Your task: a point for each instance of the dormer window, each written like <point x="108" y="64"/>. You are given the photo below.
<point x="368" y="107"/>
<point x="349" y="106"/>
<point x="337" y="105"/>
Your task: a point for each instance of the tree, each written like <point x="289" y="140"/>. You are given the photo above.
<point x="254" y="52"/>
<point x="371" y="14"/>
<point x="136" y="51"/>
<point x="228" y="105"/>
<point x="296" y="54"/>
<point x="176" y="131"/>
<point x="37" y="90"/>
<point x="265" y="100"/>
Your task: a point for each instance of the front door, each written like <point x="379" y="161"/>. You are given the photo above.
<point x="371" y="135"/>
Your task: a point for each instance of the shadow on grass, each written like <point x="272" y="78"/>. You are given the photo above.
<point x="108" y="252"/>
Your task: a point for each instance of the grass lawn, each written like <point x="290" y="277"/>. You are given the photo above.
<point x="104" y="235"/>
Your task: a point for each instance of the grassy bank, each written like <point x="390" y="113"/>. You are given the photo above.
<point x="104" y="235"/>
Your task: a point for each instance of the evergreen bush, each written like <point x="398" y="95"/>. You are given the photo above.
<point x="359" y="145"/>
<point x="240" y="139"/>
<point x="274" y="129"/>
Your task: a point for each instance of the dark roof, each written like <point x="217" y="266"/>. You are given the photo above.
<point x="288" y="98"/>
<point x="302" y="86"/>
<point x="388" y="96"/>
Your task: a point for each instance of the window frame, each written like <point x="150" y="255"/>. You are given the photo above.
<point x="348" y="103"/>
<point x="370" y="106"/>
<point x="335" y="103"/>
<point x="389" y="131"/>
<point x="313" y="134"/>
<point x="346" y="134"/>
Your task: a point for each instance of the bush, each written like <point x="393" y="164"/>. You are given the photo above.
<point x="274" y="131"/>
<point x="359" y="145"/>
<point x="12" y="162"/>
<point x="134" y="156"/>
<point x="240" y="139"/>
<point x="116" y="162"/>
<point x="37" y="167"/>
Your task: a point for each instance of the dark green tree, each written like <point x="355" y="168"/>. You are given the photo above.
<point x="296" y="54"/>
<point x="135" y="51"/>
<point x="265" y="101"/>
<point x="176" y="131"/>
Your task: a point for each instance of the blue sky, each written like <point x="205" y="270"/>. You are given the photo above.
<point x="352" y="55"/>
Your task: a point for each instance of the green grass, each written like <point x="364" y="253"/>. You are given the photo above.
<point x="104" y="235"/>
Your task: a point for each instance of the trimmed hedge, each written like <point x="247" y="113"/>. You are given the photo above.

EXERCISE AIM: Every entry above should be retyped exactly as shown.

SOLUTION FOR THIS PROBLEM:
Your task: a point for each instance of the dormer window, each written like <point x="108" y="64"/>. You are given the photo below.
<point x="368" y="107"/>
<point x="349" y="106"/>
<point x="337" y="105"/>
Your task: a point for each instance of the tree, each written like <point x="289" y="140"/>. You are given the photo above.
<point x="254" y="52"/>
<point x="371" y="14"/>
<point x="136" y="51"/>
<point x="228" y="105"/>
<point x="296" y="54"/>
<point x="176" y="131"/>
<point x="37" y="90"/>
<point x="265" y="100"/>
Your task: a point for each instance of the front door, each written like <point x="379" y="161"/>. You are given the photo above.
<point x="371" y="135"/>
Your task: a point for each instance of the shadow on grass, each written like <point x="272" y="78"/>. You are given the photo above.
<point x="108" y="252"/>
Your task: a point for each instance of the grass lawn, each written like <point x="290" y="277"/>. You are given the photo above.
<point x="104" y="235"/>
Your task: a point for each instance of the grassy bank, each written like <point x="390" y="113"/>. You are given the photo above.
<point x="104" y="235"/>
Your task: a point for each instance of the evergreen bush, each written like <point x="398" y="95"/>. You are given the photo above.
<point x="359" y="145"/>
<point x="240" y="139"/>
<point x="274" y="129"/>
Your task: a point for each instance of the dark roof, each written like <point x="217" y="266"/>. You are given the photo above.
<point x="288" y="98"/>
<point x="302" y="86"/>
<point x="388" y="96"/>
Your task: a point for each instance of the window frame, each written like <point x="150" y="255"/>. You are given the photo above.
<point x="348" y="103"/>
<point x="370" y="106"/>
<point x="335" y="103"/>
<point x="389" y="131"/>
<point x="313" y="134"/>
<point x="346" y="134"/>
Your task: a point for each instance of the bush, each written like <point x="393" y="164"/>. You are given the photo above.
<point x="274" y="131"/>
<point x="359" y="145"/>
<point x="12" y="162"/>
<point x="134" y="156"/>
<point x="240" y="139"/>
<point x="116" y="162"/>
<point x="37" y="167"/>
Your task: a point for each instance of the dark green tree, each written like <point x="355" y="168"/>. You are given the photo above.
<point x="296" y="54"/>
<point x="135" y="51"/>
<point x="265" y="101"/>
<point x="176" y="131"/>
Your task: a point for each instance of the blue sky, each written like <point x="205" y="270"/>. You are given the photo above.
<point x="352" y="55"/>
Your task: a point for each instance of the green grass, each written like <point x="364" y="253"/>. You are given the photo above.
<point x="104" y="235"/>
Your task: a point for each instance of the trimmed hedge, each written like <point x="247" y="113"/>. You are given the photo above.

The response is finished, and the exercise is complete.